_EXERCISE_: Reproduce word for word the lines of the items, starting with the line that contains "like [[329, 214]]." and continuing through the end of the items.
— start of STORED ROWS —
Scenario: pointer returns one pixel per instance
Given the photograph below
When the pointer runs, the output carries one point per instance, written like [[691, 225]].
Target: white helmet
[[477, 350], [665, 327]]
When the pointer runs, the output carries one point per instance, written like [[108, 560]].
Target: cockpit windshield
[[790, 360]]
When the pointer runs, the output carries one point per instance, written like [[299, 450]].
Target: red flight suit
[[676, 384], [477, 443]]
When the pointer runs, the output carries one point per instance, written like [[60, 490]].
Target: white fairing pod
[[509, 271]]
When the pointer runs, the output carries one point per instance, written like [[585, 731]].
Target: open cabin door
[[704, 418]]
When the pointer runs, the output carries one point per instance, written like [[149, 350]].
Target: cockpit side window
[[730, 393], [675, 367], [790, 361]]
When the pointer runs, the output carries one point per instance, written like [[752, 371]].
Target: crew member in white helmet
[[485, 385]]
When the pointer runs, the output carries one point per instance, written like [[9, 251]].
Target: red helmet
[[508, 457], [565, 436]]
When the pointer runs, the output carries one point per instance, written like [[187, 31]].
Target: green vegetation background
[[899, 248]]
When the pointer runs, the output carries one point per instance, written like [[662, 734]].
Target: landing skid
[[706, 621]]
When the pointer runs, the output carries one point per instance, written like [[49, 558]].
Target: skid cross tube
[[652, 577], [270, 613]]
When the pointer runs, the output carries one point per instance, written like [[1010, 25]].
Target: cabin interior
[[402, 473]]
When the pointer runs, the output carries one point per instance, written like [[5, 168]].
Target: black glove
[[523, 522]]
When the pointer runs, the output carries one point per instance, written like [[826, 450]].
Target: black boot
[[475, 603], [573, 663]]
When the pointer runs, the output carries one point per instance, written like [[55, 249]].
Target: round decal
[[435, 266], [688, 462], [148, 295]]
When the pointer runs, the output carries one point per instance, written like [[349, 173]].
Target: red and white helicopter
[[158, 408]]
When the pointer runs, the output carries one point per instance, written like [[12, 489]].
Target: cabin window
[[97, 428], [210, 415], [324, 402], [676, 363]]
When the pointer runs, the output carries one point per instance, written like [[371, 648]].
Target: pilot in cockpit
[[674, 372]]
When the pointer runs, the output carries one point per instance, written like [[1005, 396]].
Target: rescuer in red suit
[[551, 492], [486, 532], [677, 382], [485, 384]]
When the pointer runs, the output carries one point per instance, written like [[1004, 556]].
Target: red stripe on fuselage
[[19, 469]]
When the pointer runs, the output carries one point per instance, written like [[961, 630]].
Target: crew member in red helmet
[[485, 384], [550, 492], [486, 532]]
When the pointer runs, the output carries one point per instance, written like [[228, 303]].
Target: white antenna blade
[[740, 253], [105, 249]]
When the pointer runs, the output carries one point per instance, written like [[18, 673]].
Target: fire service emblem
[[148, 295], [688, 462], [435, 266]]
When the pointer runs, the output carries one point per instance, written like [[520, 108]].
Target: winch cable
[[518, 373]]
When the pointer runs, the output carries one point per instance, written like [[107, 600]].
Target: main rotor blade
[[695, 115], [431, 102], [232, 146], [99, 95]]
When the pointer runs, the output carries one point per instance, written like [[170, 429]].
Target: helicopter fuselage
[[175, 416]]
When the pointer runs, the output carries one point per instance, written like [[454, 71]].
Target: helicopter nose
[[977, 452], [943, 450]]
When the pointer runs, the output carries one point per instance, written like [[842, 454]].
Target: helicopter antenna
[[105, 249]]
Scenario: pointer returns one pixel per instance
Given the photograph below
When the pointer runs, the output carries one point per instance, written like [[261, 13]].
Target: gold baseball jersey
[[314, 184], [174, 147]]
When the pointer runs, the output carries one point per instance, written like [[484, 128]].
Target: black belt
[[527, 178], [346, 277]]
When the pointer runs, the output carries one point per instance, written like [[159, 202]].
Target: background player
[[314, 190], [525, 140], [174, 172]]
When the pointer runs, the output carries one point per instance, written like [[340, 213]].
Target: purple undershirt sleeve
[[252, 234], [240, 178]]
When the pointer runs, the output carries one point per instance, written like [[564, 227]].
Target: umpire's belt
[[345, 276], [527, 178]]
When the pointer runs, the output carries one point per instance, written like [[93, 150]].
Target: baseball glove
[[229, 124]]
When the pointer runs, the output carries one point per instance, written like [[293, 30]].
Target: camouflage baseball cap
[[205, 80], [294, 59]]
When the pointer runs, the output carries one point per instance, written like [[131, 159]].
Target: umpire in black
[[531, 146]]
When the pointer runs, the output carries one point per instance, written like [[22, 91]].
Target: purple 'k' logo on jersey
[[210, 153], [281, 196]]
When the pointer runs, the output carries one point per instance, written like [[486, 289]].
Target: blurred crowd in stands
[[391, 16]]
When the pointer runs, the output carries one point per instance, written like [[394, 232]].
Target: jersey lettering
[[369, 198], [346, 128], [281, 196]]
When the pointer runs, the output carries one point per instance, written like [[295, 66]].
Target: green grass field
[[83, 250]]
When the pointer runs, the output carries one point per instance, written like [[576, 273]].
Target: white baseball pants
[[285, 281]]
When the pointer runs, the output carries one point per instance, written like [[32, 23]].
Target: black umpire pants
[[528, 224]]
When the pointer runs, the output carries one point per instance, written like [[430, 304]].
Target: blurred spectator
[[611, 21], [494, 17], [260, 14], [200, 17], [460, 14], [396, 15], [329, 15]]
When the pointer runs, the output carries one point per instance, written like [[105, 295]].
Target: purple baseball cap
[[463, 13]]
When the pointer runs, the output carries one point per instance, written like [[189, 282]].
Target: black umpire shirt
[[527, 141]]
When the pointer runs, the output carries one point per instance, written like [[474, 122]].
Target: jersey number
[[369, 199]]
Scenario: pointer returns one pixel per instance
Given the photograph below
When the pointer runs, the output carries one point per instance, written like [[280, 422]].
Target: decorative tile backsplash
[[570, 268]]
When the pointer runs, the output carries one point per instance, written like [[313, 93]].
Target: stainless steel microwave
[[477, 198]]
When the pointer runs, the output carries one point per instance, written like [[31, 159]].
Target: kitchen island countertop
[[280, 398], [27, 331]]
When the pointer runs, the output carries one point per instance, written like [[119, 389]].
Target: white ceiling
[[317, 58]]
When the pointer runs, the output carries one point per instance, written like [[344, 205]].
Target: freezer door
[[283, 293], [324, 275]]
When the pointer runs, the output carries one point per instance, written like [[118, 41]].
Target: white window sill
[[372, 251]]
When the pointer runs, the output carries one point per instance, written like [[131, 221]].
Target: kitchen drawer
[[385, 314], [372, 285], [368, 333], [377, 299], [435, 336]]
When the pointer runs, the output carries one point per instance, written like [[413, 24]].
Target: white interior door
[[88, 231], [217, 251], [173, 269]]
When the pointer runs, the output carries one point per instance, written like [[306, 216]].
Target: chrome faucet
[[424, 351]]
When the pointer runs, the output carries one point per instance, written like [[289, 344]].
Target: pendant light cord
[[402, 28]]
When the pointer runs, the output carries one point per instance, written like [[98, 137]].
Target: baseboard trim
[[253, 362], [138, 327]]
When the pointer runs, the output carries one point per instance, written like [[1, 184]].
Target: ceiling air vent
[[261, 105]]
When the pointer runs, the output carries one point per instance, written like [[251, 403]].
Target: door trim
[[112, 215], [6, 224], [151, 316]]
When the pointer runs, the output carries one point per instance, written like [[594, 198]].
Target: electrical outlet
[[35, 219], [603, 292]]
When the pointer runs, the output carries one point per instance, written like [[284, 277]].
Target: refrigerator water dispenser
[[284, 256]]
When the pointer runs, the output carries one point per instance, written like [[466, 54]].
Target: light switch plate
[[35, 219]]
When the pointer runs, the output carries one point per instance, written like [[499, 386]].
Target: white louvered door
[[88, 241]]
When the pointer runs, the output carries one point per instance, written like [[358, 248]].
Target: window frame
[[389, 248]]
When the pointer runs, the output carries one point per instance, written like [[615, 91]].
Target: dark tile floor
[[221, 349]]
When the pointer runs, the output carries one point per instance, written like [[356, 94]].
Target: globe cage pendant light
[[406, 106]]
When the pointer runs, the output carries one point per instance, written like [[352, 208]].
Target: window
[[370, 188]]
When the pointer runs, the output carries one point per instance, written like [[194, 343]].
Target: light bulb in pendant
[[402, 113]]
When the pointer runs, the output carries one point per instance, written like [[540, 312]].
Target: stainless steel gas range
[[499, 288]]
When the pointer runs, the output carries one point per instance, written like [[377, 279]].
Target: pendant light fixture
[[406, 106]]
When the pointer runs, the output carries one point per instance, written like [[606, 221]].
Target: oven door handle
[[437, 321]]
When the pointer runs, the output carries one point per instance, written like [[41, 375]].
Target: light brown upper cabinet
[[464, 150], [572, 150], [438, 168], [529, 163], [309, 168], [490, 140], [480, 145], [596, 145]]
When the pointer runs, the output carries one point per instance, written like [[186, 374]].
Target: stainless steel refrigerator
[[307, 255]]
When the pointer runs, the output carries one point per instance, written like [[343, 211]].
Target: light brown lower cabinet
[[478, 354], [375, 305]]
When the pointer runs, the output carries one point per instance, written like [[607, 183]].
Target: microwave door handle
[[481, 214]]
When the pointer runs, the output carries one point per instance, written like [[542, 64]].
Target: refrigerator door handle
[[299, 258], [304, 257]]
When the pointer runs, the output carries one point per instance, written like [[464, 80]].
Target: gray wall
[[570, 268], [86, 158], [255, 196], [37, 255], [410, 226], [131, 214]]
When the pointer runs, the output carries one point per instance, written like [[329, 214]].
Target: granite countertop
— end of STORED ROWS —
_RESULT_:
When the pointer runs, the output carries one point per instance, written like [[329, 214]].
Target: granite countertop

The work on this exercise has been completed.